## Exercise input
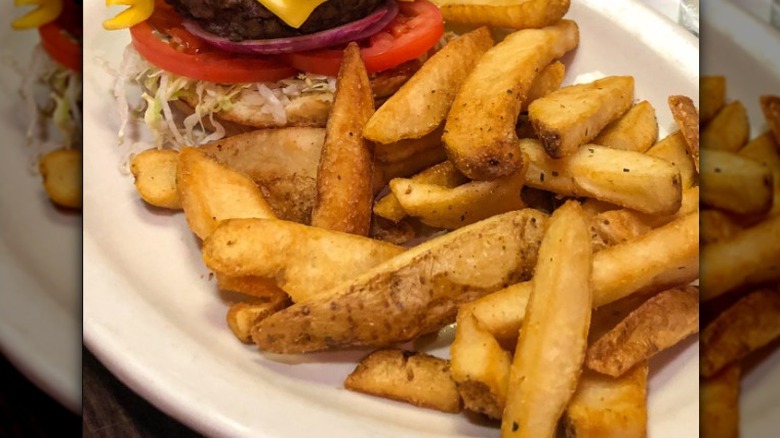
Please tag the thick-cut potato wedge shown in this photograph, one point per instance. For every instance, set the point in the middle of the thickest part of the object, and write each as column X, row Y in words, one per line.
column 154, row 171
column 417, row 378
column 413, row 293
column 344, row 189
column 443, row 174
column 422, row 103
column 211, row 192
column 744, row 259
column 674, row 149
column 630, row 179
column 734, row 183
column 712, row 96
column 659, row 323
column 606, row 407
column 636, row 130
column 770, row 105
column 452, row 208
column 242, row 316
column 749, row 324
column 61, row 173
column 480, row 132
column 719, row 404
column 687, row 118
column 511, row 14
column 552, row 343
column 303, row 260
column 570, row 117
column 728, row 130
column 479, row 366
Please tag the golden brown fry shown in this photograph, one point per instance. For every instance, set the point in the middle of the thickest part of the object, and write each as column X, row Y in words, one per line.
column 303, row 260
column 344, row 191
column 415, row 292
column 480, row 132
column 551, row 348
column 606, row 407
column 636, row 130
column 728, row 130
column 749, row 324
column 687, row 118
column 61, row 173
column 719, row 404
column 211, row 192
column 570, row 117
column 422, row 103
column 417, row 378
column 659, row 323
column 517, row 14
column 770, row 105
column 712, row 96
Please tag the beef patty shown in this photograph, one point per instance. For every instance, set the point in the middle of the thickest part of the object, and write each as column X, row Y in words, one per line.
column 241, row 20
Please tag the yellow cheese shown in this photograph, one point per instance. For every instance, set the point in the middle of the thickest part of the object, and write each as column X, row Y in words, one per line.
column 292, row 12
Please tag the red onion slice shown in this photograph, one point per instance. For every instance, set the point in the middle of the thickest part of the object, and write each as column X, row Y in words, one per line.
column 357, row 30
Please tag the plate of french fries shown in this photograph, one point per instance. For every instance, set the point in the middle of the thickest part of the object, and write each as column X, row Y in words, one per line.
column 739, row 95
column 39, row 247
column 506, row 246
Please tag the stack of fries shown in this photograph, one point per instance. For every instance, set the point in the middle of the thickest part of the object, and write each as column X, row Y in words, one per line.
column 535, row 204
column 741, row 255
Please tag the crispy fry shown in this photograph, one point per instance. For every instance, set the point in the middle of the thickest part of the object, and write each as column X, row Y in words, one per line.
column 712, row 96
column 636, row 130
column 422, row 103
column 416, row 292
column 749, row 324
column 61, row 173
column 606, row 407
column 728, row 130
column 417, row 378
column 211, row 192
column 516, row 14
column 551, row 348
column 344, row 191
column 303, row 260
column 480, row 132
column 661, row 322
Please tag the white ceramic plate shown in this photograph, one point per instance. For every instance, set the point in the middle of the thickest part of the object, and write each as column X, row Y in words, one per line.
column 747, row 51
column 40, row 251
column 154, row 317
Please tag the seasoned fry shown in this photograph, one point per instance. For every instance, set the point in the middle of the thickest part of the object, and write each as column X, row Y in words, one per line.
column 606, row 407
column 551, row 348
column 719, row 404
column 687, row 119
column 422, row 103
column 61, row 173
column 659, row 323
column 344, row 191
column 636, row 130
column 568, row 118
column 303, row 260
column 735, row 183
column 728, row 130
column 480, row 135
column 211, row 192
column 416, row 292
column 513, row 14
column 417, row 378
column 712, row 96
column 749, row 324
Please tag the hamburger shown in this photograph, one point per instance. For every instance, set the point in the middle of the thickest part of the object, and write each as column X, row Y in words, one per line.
column 209, row 66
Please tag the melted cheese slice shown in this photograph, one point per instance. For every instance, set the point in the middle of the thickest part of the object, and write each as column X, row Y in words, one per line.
column 292, row 12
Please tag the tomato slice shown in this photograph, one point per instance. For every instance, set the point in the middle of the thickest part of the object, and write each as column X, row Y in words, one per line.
column 187, row 55
column 416, row 29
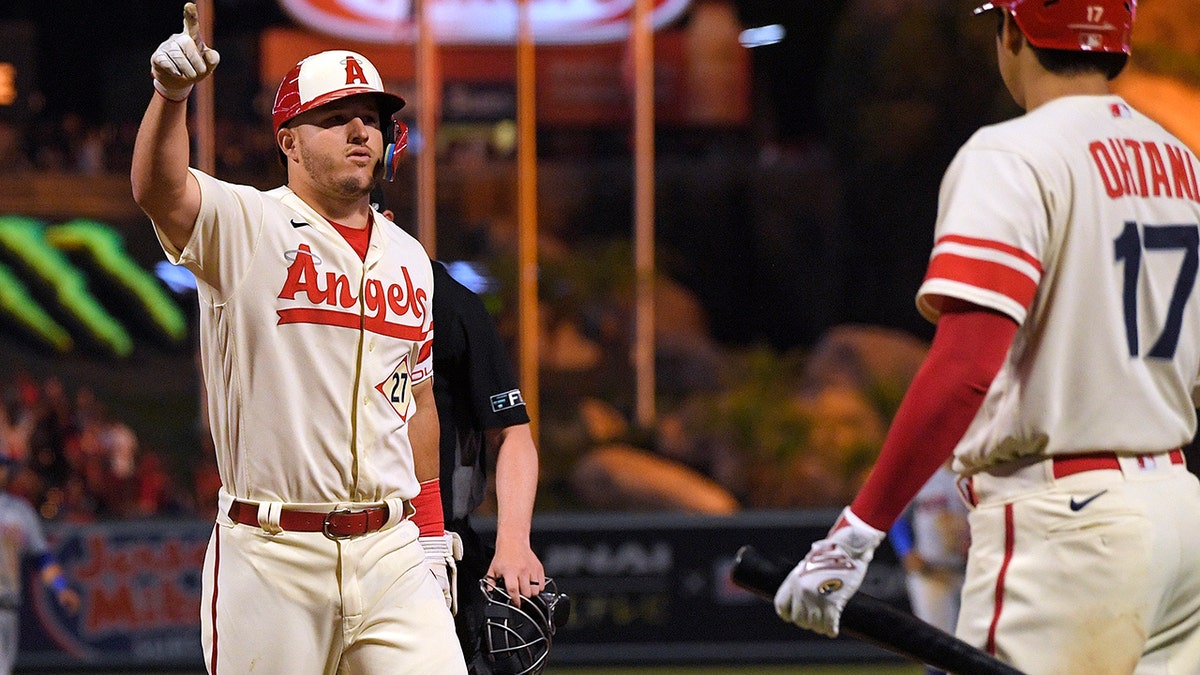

## To be done
Rewrite every line of the data above as a Markdown table with two columns, Row and Line, numbering the rows in order. Leave out blank lines and the pictures.

## Response to the exercise
| Row | Line |
|---|---|
| 1 | Please tag the thick-cut potato wedge shown in this photograph, one point per instance. For every instance, set the point in the middle of the thickest part of the object, and write each as column X, row Y in words, one per line. |
| 2 | column 154, row 171 |
| 3 | column 417, row 378 |
| 4 | column 413, row 293 |
| 5 | column 344, row 189 |
| 6 | column 443, row 174 |
| 7 | column 422, row 103 |
| 8 | column 211, row 192 |
| 9 | column 744, row 259 |
| 10 | column 674, row 149 |
| 11 | column 630, row 179 |
| 12 | column 734, row 183 |
| 13 | column 712, row 96 |
| 14 | column 659, row 323 |
| 15 | column 606, row 407 |
| 16 | column 636, row 130 |
| 17 | column 770, row 105 |
| 18 | column 452, row 208 |
| 19 | column 242, row 316 |
| 20 | column 749, row 324 |
| 21 | column 61, row 173 |
| 22 | column 480, row 132 |
| 23 | column 719, row 404 |
| 24 | column 687, row 118 |
| 25 | column 511, row 14 |
| 26 | column 552, row 343 |
| 27 | column 303, row 260 |
| 28 | column 570, row 117 |
| 29 | column 728, row 130 |
| 30 | column 479, row 366 |
| 31 | Please tag the golden brown fry shown in this photograph, one point per instance. For every instance, set the point in the middle of the thickest part of the object, and write each as column X, row Y in words, one per line. |
| 32 | column 303, row 260 |
| 33 | column 344, row 191 |
| 34 | column 415, row 292 |
| 35 | column 480, row 132 |
| 36 | column 551, row 348 |
| 37 | column 606, row 407 |
| 38 | column 636, row 130 |
| 39 | column 728, row 130 |
| 40 | column 749, row 324 |
| 41 | column 687, row 118 |
| 42 | column 61, row 173 |
| 43 | column 719, row 404 |
| 44 | column 211, row 192 |
| 45 | column 570, row 117 |
| 46 | column 422, row 103 |
| 47 | column 417, row 378 |
| 48 | column 659, row 323 |
| 49 | column 517, row 14 |
| 50 | column 770, row 105 |
| 51 | column 712, row 96 |
| 52 | Please tag the beef patty shown in this photograph, one point per instance. For every instance, set the point in the middle of the thickest part of the object, and write each as column X, row Y in words, one per line. |
| 53 | column 241, row 20 |
| 54 | Please tag the yellow cheese shown in this photograph, one point per instance. For every instance, set the point in the middle of the thickest part of the object, and write each as column X, row Y in words, one per line. |
| 55 | column 292, row 12 |
| 56 | Please tag the red onion slice shown in this photograph, one point per instance. For every instance, set the point in the middle of the thickest part of the object, and write each as column X, row Y in words, one per line. |
| 57 | column 357, row 30 |
| 58 | Please tag the plate of french fries shown in this photograph, one point per instance. For every instance, set the point in the middle of the thickest part of the object, and write each as column X, row Y in words, one per line. |
| 59 | column 739, row 95 |
| 60 | column 39, row 247 |
| 61 | column 506, row 246 |
| 62 | Please tag the stack of fries shown in this photograph, one point per instance. For every instance, set the point in the middle of the thickest part of the object, and write each as column X, row Y in words, one per line. |
| 63 | column 535, row 204 |
| 64 | column 741, row 255 |
| 65 | Please tag the crispy fry shown in this photograph, one point per instance. For every instance, set the point in the middle of the thickest part of the object, and write each as column X, row Y in words, one per line. |
| 66 | column 712, row 96 |
| 67 | column 636, row 130 |
| 68 | column 422, row 103 |
| 69 | column 416, row 292 |
| 70 | column 749, row 324 |
| 71 | column 61, row 173 |
| 72 | column 606, row 407 |
| 73 | column 728, row 130 |
| 74 | column 417, row 378 |
| 75 | column 211, row 192 |
| 76 | column 516, row 14 |
| 77 | column 551, row 348 |
| 78 | column 344, row 191 |
| 79 | column 303, row 260 |
| 80 | column 480, row 132 |
| 81 | column 661, row 322 |
| 82 | Please tag the white ceramic plate shown in this photograph, one point per instance. For every instance, set the point in the middle of the thickest part of the object, and write each as column X, row Y in words, one per line. |
| 83 | column 747, row 51 |
| 84 | column 40, row 251 |
| 85 | column 154, row 317 |
| 86 | Please tag the seasoned fry shown in this photograph, one point per instance. For every instance, set the point in the middle of the thickest part of the object, and write each as column X, row Y in words, one per line. |
| 87 | column 606, row 407 |
| 88 | column 551, row 348 |
| 89 | column 719, row 404 |
| 90 | column 687, row 119 |
| 91 | column 422, row 103 |
| 92 | column 61, row 173 |
| 93 | column 659, row 323 |
| 94 | column 344, row 191 |
| 95 | column 636, row 130 |
| 96 | column 568, row 118 |
| 97 | column 303, row 260 |
| 98 | column 735, row 183 |
| 99 | column 728, row 130 |
| 100 | column 480, row 135 |
| 101 | column 211, row 192 |
| 102 | column 416, row 292 |
| 103 | column 513, row 14 |
| 104 | column 417, row 378 |
| 105 | column 712, row 96 |
| 106 | column 749, row 324 |
| 107 | Please tag the hamburger shown in this photograph, one point per instance. For every instance, set the point in the middle of the thickest part of the object, and write each as column X, row Y in words, one per line. |
| 108 | column 209, row 66 |
| 109 | Please tag the melted cheese slice shown in this photograph, one point per instance. For every instance, set the point in the middle of the thickest part of the object, and write each as column X, row Y in words, one per line. |
| 110 | column 292, row 12 |
| 111 | Please tag the tomato slice shown in this photograph, one point per instance. For every instance, set the point in the middle of the thickest part of the object, and write each as column X, row Y in words, one per line. |
| 112 | column 187, row 55 |
| 113 | column 416, row 29 |